* start *

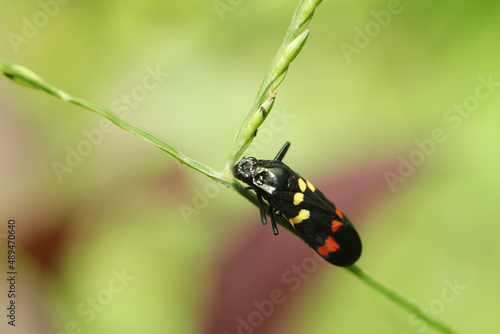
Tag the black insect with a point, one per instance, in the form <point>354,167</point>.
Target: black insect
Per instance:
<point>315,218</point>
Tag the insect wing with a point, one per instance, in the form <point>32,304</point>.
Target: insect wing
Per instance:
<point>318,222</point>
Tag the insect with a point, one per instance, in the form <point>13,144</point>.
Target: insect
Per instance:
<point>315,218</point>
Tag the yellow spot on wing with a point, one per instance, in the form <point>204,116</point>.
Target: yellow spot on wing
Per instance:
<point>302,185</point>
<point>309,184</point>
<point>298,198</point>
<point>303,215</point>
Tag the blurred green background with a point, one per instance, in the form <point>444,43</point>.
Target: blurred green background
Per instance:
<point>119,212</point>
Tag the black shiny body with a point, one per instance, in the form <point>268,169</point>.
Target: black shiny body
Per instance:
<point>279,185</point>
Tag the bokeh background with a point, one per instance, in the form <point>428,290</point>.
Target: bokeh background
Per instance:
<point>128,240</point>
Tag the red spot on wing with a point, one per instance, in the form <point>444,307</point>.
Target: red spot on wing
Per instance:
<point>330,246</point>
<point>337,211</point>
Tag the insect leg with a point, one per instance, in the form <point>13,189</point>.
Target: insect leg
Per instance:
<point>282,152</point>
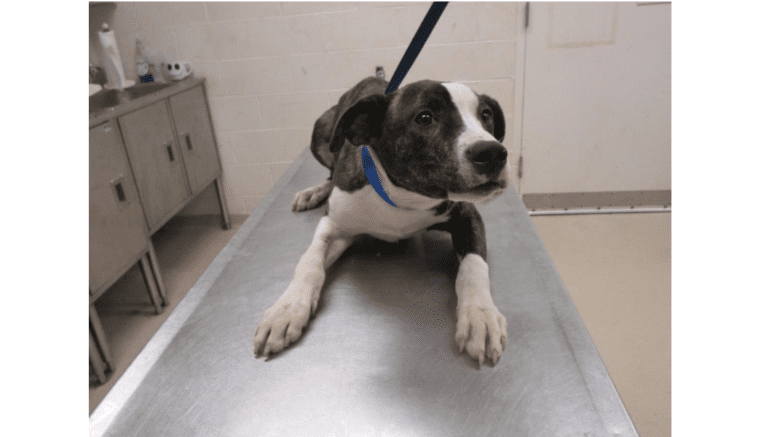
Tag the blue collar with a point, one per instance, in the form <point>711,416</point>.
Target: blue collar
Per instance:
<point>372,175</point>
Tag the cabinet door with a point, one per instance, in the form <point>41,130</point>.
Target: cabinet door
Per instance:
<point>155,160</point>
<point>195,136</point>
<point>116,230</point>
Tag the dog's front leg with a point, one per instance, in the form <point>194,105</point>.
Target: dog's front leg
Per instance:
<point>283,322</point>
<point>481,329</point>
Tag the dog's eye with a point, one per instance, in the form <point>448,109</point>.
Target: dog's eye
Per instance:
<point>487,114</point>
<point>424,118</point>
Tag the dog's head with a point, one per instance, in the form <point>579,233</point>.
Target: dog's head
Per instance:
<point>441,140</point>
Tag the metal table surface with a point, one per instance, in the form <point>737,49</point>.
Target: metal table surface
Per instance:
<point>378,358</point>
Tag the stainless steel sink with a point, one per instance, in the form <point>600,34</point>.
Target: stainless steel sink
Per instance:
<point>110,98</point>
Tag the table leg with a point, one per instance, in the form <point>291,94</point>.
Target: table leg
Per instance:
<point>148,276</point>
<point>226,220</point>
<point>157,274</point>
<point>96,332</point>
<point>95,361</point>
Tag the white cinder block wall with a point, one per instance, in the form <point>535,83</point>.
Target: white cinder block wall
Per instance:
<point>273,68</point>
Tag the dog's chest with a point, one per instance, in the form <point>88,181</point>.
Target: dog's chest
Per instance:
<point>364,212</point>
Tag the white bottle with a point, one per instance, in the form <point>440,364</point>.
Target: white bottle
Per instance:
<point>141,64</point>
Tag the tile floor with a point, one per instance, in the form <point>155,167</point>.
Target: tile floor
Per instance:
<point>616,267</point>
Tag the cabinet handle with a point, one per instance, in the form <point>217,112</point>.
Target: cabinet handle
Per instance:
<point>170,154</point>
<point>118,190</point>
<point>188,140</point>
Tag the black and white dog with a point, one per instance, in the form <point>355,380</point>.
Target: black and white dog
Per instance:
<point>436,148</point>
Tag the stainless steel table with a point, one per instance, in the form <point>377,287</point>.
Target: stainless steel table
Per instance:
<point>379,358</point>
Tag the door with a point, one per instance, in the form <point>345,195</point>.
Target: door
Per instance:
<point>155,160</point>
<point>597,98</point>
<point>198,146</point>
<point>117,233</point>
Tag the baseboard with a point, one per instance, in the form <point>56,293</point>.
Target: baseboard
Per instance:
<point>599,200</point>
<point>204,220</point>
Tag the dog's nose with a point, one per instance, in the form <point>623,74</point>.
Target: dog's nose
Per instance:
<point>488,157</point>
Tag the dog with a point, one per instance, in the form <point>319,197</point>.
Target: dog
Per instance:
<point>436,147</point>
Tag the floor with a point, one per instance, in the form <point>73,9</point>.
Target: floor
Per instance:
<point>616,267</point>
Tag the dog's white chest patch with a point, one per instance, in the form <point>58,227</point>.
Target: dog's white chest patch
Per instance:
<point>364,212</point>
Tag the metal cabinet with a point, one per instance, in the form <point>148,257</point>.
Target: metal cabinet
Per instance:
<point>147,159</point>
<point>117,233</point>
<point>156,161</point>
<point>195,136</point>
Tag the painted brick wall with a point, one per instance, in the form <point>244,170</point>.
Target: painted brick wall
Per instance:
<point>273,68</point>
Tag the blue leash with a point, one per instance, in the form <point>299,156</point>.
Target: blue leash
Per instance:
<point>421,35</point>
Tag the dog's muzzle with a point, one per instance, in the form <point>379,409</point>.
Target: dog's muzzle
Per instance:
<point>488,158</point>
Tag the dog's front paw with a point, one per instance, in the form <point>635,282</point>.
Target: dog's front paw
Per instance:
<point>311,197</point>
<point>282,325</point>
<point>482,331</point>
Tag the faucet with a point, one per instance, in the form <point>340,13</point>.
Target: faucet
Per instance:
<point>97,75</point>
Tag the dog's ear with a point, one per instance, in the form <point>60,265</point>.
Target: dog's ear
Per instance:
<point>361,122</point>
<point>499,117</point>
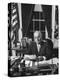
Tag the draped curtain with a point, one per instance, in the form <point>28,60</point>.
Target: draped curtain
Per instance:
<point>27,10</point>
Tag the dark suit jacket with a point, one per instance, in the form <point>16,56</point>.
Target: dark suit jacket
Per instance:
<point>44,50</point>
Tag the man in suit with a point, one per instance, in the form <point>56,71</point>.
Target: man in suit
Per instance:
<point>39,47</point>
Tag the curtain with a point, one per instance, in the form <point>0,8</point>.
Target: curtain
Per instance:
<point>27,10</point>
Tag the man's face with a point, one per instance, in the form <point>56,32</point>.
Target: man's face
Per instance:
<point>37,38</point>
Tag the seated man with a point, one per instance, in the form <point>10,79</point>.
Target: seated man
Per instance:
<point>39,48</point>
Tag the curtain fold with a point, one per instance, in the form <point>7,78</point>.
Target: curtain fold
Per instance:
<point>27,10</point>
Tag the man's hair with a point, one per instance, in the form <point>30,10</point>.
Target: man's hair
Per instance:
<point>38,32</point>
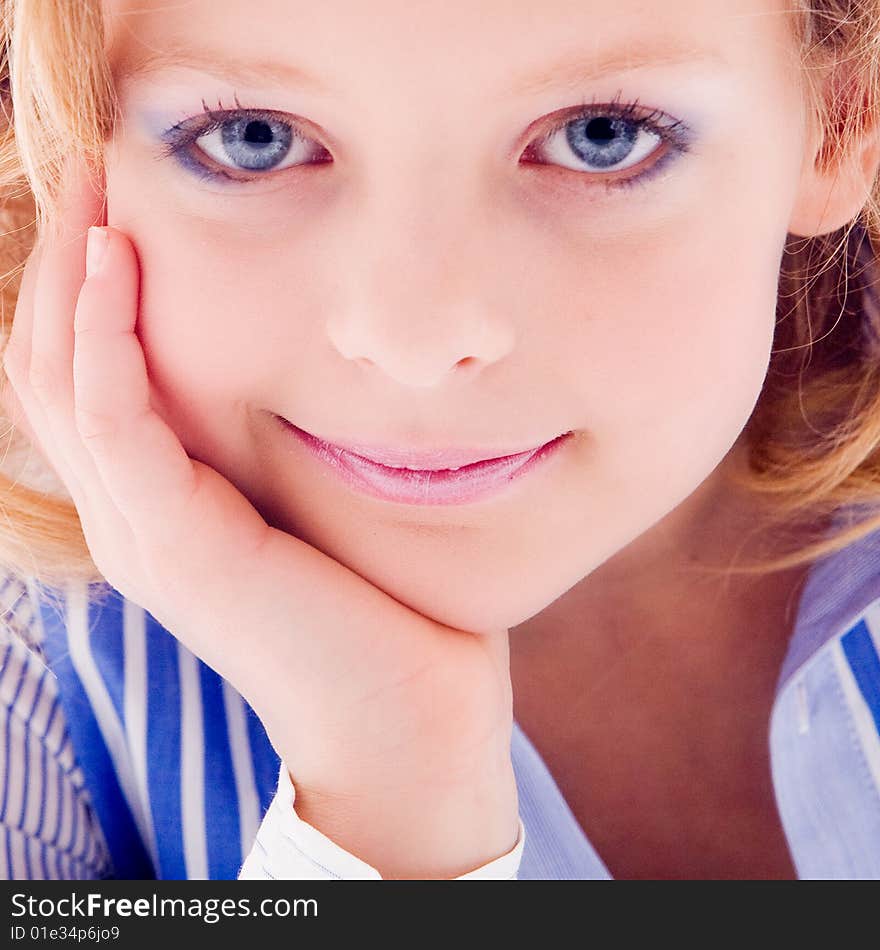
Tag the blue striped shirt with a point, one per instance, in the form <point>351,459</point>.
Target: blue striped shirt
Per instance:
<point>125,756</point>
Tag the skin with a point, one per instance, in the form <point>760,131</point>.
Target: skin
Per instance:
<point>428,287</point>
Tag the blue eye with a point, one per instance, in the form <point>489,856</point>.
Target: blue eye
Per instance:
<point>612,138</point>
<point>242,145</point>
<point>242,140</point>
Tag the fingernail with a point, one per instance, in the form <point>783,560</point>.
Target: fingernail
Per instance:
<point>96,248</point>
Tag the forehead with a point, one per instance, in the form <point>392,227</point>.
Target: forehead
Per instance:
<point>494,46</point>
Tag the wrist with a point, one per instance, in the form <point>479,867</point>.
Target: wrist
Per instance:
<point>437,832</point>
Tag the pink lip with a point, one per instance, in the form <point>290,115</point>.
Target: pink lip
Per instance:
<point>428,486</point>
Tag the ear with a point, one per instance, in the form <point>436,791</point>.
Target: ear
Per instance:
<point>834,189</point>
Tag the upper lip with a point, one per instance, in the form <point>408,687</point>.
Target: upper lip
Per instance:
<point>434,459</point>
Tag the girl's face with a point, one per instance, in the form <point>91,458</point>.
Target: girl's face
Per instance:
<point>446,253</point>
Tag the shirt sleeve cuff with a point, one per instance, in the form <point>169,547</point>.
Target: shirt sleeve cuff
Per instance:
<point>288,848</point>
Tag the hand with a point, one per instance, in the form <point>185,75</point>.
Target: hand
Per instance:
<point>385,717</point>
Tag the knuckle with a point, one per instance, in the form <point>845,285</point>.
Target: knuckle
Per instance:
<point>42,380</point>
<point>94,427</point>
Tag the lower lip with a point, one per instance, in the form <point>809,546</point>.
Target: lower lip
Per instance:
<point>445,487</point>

* end *

◆ **Short task**: Copy the entries again from the line with "Tag the blue collar" up to and including the line with "<point>481,329</point>", keeping the requests, and increase every coordinate in the answer points by 135. Leave the requests and their sample points unchanged.

◆ **Exercise solution**:
Tag the blue collar with a point, one per instance, in the form <point>711,416</point>.
Target: blue collar
Per instance:
<point>507,310</point>
Tag the cabinet door with a point, one per instance, in the form <point>41,130</point>.
Target: cabinet door
Per instance:
<point>290,295</point>
<point>330,271</point>
<point>251,365</point>
Tag the dog's front leg with a point, one per instance, in the form <point>194,105</point>.
Target: dog's front leg
Per instance:
<point>418,457</point>
<point>616,464</point>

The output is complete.